— Start of Entries supplied —
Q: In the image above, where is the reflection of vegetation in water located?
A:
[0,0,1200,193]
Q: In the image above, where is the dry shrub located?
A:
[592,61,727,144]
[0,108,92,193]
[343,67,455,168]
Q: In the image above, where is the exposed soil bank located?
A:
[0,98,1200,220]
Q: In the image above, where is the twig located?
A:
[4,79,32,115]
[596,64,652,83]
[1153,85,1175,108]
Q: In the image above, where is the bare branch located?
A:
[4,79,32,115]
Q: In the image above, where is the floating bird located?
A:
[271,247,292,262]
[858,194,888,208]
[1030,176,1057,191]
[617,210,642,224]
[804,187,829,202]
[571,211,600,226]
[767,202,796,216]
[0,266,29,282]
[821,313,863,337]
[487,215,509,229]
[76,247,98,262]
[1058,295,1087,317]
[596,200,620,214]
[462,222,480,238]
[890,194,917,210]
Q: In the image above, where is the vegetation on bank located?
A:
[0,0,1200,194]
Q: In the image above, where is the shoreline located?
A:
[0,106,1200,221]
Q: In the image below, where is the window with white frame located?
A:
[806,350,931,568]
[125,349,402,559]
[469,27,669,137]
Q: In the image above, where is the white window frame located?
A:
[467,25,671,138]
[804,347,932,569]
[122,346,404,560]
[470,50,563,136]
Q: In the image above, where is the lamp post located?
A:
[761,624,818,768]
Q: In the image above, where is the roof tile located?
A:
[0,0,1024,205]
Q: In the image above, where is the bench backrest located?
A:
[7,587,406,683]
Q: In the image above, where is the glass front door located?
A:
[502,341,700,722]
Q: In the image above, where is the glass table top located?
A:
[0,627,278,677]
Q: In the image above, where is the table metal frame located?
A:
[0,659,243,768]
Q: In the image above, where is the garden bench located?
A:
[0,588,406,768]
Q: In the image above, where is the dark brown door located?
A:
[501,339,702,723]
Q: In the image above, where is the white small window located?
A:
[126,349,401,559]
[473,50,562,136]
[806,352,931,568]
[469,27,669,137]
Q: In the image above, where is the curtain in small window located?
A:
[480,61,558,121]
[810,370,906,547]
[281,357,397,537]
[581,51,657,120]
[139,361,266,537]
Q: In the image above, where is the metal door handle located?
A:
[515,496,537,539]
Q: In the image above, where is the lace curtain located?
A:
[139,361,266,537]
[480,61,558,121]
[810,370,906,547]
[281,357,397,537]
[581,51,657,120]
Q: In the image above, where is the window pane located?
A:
— End of Entries supplied —
Copy out the material above, changing "lamp post" to "street lamp" and leaving the rest untouched.

Q: In the image above, where is the reflection of vegetation in water located?
A:
[0,0,1200,193]
Q: In the image above, where is the dry shrub located?
A:
[592,61,727,144]
[0,108,92,193]
[343,67,455,168]
Q: In the image above, where is the exposed soil bank located?
A:
[0,98,1200,220]
Q: In the image above, where is the twig located?
A:
[4,79,32,115]
[596,64,652,83]
[1153,85,1175,108]
Q: In the image above, where is the bare branch located?
A:
[4,79,32,115]
Q: In the image above, where is the floating bird located?
A:
[271,247,292,262]
[858,194,888,208]
[1030,176,1057,191]
[617,210,642,224]
[804,187,829,202]
[571,211,600,226]
[767,202,796,216]
[0,266,29,282]
[821,313,863,337]
[487,215,509,229]
[76,247,98,262]
[1058,295,1087,317]
[596,200,620,214]
[462,222,480,238]
[890,194,917,210]
Q: In the image above, where is the vegetation on bank located?
A:
[0,0,1200,194]
Q: In the image above, where is the shoreline located?
A:
[0,106,1200,221]
Q: In the image below, where is the window with white frame located?
A:
[806,350,931,568]
[125,349,402,559]
[469,27,669,137]
Q: In the image above, where is the white window frame located?
A:
[467,25,671,138]
[804,347,932,569]
[122,346,404,560]
[470,50,563,136]
Q: In the image above, where is the street lamp located?
A:
[761,624,818,768]
Q: In the image above, where is the roof tile located?
A:
[0,0,1024,205]
Q: In the image above, where is the bench backrest located?
A:
[7,587,406,683]
Q: In the image above, where is the glass front door located?
A:
[502,341,700,722]
Q: In the image above, where is the glass table top located?
A:
[0,627,278,677]
Q: In the image above, where is the table metal frame located?
A:
[0,659,243,768]
Q: In the image above, where is the garden bench located?
A:
[0,588,406,768]
Q: In the image above, where is the dark brown door located?
A:
[501,339,702,723]
Q: In the image above, where is the white small window located?
A:
[126,349,401,559]
[473,50,562,136]
[806,352,931,568]
[469,27,669,137]
Q: In the image above, where is the curtain in small window located?
A:
[480,61,558,121]
[810,370,906,547]
[281,357,397,537]
[581,51,657,120]
[139,361,266,537]
Q: In the image above, where is the metal door handle located?
A:
[515,496,537,539]
Q: In the image above, where is the lace curtain located?
A:
[139,361,266,537]
[480,61,558,121]
[810,370,906,547]
[281,357,397,537]
[581,51,657,120]
Q: In the image above, where is the window pane located?
A:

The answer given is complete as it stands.